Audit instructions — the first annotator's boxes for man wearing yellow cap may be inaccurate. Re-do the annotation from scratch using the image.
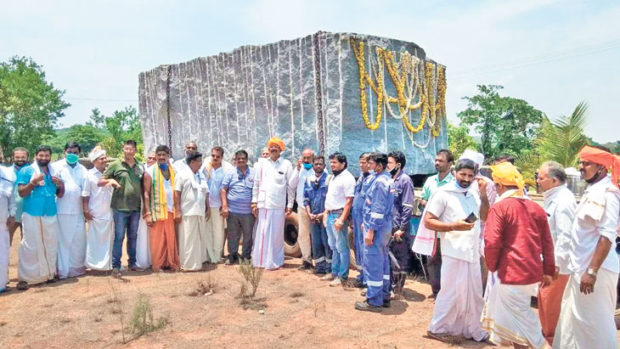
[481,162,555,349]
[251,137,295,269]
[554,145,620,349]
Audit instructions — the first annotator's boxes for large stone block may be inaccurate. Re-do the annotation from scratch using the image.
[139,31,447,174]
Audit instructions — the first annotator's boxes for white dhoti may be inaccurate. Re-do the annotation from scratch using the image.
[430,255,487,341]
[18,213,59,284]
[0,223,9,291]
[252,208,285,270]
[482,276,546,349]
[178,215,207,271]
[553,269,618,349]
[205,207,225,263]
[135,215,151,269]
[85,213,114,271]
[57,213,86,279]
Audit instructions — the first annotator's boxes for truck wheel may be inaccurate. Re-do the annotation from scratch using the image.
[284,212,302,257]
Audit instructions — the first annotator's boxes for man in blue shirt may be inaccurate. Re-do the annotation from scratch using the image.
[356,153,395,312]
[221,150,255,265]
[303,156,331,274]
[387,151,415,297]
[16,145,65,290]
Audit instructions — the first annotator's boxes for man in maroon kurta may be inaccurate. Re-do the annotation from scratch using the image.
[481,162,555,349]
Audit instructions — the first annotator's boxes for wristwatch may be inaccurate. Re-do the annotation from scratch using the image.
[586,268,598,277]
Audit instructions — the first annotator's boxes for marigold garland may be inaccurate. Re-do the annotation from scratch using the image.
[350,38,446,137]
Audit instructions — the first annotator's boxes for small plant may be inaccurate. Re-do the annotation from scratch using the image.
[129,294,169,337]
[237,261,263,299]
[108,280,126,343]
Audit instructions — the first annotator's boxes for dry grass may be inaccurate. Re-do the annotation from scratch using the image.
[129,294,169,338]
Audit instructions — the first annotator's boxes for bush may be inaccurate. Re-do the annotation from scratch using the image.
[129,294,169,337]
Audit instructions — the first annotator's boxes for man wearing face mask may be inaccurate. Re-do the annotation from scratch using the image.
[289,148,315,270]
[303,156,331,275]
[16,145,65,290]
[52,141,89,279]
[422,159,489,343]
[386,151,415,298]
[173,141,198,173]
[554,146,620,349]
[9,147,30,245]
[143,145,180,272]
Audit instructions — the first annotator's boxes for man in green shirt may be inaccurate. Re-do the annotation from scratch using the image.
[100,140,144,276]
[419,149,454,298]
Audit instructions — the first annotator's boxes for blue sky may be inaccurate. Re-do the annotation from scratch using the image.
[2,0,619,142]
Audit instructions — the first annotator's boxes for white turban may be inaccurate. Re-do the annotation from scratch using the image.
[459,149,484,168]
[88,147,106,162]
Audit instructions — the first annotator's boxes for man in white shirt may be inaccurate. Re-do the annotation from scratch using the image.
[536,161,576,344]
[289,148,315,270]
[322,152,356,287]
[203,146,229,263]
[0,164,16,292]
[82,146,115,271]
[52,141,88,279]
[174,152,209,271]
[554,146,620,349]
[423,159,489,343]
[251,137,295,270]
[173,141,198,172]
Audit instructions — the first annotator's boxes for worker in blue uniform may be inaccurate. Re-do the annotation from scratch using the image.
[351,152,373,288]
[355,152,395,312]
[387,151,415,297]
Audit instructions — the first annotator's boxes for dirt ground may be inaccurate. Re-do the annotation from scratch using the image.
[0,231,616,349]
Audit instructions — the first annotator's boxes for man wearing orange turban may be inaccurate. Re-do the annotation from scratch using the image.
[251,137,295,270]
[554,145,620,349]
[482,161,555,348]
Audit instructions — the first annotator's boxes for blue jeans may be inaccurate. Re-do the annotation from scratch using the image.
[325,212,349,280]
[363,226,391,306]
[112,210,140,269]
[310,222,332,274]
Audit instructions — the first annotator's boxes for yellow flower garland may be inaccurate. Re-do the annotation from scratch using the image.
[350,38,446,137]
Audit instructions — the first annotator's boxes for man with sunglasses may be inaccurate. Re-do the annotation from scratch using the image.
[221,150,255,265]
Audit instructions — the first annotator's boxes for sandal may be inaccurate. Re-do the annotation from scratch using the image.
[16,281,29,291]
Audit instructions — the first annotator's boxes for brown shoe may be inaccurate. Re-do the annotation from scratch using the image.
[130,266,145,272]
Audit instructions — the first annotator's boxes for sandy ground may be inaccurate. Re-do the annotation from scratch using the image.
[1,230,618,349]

...

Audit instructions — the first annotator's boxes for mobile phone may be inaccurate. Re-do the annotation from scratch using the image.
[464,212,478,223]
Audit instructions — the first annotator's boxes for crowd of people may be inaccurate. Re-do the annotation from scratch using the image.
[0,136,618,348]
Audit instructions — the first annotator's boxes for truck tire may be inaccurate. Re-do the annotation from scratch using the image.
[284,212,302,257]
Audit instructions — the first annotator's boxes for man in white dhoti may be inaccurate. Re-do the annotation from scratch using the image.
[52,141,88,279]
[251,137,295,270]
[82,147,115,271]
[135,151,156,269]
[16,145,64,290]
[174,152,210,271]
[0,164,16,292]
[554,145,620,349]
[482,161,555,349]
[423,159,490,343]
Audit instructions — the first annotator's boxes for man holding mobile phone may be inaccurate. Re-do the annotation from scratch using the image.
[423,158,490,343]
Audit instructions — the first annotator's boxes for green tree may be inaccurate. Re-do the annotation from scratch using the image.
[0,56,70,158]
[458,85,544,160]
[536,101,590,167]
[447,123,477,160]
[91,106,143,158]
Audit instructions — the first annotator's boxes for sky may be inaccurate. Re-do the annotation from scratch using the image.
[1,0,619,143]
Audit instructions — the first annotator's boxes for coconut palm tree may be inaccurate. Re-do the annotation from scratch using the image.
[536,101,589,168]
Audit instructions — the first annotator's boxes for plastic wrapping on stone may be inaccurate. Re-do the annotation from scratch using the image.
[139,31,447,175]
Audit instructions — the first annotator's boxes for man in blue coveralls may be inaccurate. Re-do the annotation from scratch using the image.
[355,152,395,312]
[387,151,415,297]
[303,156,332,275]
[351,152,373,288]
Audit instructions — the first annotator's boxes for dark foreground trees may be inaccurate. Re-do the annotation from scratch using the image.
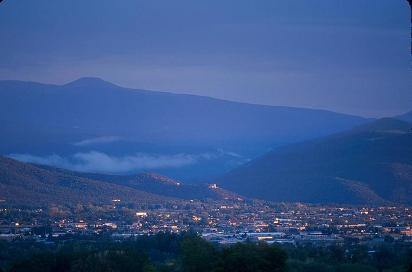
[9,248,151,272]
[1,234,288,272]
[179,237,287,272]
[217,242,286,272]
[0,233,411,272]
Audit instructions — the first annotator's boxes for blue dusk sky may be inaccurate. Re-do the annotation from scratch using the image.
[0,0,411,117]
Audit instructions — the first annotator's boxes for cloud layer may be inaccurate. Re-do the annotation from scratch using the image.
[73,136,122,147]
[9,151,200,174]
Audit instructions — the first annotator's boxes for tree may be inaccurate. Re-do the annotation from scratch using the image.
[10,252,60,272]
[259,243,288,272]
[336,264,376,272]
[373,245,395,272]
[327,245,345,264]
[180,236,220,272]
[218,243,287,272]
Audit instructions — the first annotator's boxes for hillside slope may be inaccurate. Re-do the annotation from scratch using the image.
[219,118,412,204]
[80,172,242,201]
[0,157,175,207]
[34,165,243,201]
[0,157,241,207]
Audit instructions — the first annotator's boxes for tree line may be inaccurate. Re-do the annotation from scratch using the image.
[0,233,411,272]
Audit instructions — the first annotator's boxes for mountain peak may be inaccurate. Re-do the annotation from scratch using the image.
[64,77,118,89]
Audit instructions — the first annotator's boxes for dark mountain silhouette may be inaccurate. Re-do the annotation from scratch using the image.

--

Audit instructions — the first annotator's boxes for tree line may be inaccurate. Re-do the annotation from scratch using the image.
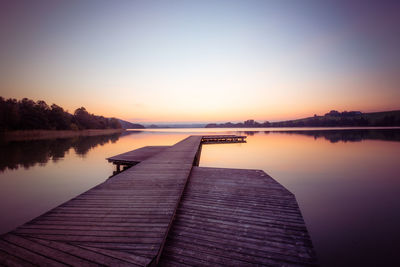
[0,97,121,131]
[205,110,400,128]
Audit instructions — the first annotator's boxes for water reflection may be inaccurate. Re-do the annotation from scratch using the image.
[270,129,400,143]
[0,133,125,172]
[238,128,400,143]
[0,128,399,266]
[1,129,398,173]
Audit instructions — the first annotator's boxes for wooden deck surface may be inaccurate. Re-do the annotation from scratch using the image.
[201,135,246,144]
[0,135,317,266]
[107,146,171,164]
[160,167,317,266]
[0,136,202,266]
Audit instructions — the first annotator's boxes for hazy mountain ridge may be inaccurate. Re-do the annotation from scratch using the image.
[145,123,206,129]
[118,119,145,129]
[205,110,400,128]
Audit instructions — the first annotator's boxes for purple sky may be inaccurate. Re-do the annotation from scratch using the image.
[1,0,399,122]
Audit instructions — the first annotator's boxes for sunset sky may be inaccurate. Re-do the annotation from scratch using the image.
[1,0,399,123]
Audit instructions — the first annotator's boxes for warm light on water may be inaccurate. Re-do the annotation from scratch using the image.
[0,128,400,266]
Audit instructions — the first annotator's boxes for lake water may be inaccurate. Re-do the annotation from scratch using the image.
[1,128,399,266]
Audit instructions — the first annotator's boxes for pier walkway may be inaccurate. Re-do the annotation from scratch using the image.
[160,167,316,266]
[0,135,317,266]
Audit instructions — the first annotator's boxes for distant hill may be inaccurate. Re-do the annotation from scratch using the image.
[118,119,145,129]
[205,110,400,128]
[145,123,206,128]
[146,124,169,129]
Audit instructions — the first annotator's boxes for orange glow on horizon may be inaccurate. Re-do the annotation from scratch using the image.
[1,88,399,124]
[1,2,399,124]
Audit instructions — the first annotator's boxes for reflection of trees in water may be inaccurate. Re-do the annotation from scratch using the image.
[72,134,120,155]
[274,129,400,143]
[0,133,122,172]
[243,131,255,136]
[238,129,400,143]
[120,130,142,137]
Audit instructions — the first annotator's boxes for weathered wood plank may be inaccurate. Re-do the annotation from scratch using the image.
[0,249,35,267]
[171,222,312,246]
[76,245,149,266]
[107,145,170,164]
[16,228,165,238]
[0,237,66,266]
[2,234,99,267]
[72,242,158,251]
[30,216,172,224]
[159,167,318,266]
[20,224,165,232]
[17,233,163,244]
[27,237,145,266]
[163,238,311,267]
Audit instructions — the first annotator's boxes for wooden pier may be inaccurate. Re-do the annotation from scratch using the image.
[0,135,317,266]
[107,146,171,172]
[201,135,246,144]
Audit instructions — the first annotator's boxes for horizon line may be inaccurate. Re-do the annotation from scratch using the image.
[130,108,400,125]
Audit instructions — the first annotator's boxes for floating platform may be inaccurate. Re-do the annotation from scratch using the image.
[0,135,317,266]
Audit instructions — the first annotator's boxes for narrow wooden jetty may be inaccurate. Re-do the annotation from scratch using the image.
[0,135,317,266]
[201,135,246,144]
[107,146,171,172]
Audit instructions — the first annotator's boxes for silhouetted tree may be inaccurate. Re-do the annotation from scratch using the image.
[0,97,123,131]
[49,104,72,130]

WHAT YOU ARE ASKED TO DO = Return word for word the lines of the listing above, starting at the line with "for dark foreground" and ending at the line with "for dark mountain", both included. Pictures do not belong in the copy.

TASK RESULT =
Audit instructions — the first annotator's boxes for dark foreground trees may be inaccurate. Re-do the annotation from scratch using the image.
[9,248,151,272]
[1,234,288,272]
[179,237,287,272]
[217,242,286,272]
[0,233,411,272]
Audit instructions — the first annotator's boxes for blue dusk sky may be inaccurate. Re-do the annotation from scratch using the image.
[0,0,411,117]
Audit instructions — the first annotator's boxes for cloud layer may be inaccurate. Re-do the annotation from scratch using the image.
[73,136,122,147]
[9,151,200,174]
Audit instructions — the first annotator's boxes for tree may be inaccurate. Re-do the annotation from scratch using the image.
[10,252,60,272]
[259,243,288,272]
[336,264,376,272]
[373,245,395,272]
[327,245,345,264]
[180,236,220,272]
[218,243,287,272]
Audit instructions — the first annotator's boxes for hillside slope may be inaccurate. Re-do the annotation from scratch using the image.
[219,118,412,204]
[80,172,242,201]
[0,157,175,207]
[34,165,243,201]
[0,157,241,207]
Audit instructions — the first annotator's boxes for tree line may be inaccurate. Re-do the annotation from scratch using the image.
[0,233,411,272]
Audit instructions — the first annotator's boxes for mountain peak may be inaccurate. Re-do the annotation from scratch using the image.
[64,77,118,89]
Audit instructions — the first annotator's boxes for dark mountain silhouette may be inaccurate. Re-do the annotation from scratch using the image.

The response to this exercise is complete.